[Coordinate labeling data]
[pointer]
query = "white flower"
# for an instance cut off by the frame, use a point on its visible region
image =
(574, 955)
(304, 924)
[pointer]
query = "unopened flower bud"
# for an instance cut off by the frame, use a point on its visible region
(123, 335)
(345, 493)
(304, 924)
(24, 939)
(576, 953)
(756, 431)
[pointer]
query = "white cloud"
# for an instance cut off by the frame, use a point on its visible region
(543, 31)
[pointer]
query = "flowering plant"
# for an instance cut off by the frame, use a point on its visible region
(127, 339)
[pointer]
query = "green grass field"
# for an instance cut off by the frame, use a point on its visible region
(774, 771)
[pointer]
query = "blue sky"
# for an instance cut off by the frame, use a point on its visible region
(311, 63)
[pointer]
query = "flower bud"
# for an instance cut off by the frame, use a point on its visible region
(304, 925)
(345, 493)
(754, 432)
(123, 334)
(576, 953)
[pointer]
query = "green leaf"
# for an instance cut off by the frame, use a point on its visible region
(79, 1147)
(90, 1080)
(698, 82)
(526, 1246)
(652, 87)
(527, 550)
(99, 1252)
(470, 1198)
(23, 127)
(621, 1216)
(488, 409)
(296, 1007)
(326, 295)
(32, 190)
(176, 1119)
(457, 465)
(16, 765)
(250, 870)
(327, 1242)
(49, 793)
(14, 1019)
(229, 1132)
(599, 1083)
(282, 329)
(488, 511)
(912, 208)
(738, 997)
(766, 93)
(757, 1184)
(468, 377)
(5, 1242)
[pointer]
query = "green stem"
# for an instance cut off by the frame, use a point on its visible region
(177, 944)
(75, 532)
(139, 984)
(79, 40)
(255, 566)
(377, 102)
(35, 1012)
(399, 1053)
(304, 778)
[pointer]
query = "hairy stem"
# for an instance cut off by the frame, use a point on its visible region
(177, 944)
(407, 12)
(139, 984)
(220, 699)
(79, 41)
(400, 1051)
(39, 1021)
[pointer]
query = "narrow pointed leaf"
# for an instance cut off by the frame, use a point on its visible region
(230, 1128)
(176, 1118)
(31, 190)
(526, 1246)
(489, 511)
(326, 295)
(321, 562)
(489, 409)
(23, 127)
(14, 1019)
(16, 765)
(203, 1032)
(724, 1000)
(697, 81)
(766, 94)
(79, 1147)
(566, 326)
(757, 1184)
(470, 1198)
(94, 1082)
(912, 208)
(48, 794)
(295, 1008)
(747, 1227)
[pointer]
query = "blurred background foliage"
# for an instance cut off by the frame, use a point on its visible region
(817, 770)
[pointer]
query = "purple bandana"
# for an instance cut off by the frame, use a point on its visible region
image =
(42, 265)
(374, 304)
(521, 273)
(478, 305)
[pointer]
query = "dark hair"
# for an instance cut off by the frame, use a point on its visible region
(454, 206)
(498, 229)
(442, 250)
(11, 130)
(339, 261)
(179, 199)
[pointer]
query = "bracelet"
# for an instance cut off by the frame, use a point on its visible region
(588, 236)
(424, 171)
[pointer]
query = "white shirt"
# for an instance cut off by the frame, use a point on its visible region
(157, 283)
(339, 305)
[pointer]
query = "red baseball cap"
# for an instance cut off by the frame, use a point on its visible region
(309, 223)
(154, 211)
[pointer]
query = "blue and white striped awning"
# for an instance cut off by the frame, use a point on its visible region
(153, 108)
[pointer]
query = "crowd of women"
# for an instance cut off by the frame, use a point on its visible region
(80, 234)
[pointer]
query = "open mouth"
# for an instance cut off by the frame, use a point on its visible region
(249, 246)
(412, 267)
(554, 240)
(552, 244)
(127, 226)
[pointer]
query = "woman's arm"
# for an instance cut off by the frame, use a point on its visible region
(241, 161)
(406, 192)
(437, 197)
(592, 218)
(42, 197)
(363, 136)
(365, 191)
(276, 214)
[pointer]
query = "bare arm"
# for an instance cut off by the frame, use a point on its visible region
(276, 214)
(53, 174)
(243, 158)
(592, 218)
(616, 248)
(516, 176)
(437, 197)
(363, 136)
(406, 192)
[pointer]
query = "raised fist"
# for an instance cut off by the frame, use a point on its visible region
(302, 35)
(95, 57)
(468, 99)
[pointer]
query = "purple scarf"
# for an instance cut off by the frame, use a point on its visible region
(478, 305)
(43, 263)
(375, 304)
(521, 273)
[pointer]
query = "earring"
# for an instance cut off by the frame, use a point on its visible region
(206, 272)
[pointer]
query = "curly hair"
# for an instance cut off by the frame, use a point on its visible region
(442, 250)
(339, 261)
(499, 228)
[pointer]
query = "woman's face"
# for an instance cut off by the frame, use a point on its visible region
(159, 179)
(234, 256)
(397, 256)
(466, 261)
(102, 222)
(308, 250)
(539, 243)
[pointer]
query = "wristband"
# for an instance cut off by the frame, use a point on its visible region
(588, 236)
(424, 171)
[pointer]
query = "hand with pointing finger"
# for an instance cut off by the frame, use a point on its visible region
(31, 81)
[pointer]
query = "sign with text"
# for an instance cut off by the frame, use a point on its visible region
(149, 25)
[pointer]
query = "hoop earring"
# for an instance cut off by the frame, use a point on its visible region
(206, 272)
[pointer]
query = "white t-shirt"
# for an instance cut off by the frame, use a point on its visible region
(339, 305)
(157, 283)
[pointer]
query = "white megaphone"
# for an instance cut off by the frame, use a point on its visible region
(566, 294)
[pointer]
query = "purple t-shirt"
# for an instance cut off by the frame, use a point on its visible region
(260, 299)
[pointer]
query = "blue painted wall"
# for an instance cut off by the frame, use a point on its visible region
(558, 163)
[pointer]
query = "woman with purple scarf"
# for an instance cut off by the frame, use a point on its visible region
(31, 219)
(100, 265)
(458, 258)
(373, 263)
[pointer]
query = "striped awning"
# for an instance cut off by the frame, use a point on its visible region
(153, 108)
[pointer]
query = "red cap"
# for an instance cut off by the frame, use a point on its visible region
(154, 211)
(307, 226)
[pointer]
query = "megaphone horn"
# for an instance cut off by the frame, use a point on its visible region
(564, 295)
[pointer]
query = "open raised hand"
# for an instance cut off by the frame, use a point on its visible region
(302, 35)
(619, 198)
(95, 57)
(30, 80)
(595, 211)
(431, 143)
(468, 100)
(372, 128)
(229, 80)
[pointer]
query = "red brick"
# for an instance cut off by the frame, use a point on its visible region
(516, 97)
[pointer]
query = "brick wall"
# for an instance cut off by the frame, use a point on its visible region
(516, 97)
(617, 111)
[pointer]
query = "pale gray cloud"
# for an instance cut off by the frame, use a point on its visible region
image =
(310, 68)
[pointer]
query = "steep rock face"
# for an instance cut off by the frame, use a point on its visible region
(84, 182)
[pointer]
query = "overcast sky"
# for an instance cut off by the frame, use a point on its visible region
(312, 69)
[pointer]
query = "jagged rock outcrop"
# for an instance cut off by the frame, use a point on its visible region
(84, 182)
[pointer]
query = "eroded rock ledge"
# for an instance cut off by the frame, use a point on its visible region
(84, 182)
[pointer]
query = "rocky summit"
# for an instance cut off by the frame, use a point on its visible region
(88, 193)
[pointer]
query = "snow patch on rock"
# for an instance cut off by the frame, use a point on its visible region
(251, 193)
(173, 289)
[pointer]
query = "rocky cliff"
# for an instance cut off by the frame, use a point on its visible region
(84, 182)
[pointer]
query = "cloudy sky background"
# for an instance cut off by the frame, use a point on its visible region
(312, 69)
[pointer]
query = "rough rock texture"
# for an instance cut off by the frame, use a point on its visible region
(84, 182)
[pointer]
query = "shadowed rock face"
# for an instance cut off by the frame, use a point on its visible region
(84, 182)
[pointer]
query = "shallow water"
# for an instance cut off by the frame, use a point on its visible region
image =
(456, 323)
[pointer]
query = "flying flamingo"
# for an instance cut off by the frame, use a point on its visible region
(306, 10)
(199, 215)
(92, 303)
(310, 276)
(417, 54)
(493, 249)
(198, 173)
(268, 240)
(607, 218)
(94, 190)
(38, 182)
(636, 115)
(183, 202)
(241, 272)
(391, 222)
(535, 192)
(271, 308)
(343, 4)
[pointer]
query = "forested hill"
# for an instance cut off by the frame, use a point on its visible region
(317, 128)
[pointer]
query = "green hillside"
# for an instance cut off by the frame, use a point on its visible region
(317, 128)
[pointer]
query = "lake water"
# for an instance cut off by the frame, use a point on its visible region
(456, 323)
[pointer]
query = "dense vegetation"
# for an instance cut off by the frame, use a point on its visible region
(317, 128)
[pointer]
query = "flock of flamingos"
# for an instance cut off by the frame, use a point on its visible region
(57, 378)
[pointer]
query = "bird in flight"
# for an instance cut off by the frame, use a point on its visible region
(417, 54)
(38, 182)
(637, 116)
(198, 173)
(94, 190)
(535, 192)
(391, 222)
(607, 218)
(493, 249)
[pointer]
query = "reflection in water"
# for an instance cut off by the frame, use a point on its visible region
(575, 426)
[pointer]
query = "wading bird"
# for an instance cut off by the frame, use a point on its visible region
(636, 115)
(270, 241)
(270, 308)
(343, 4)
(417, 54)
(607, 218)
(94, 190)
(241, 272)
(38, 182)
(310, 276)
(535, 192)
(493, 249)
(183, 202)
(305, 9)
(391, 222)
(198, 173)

Challenge
From the listing above, extract each line containing the word "leaf".

Answer to the task
query = "green leaf"
query = "narrow pointed leaf"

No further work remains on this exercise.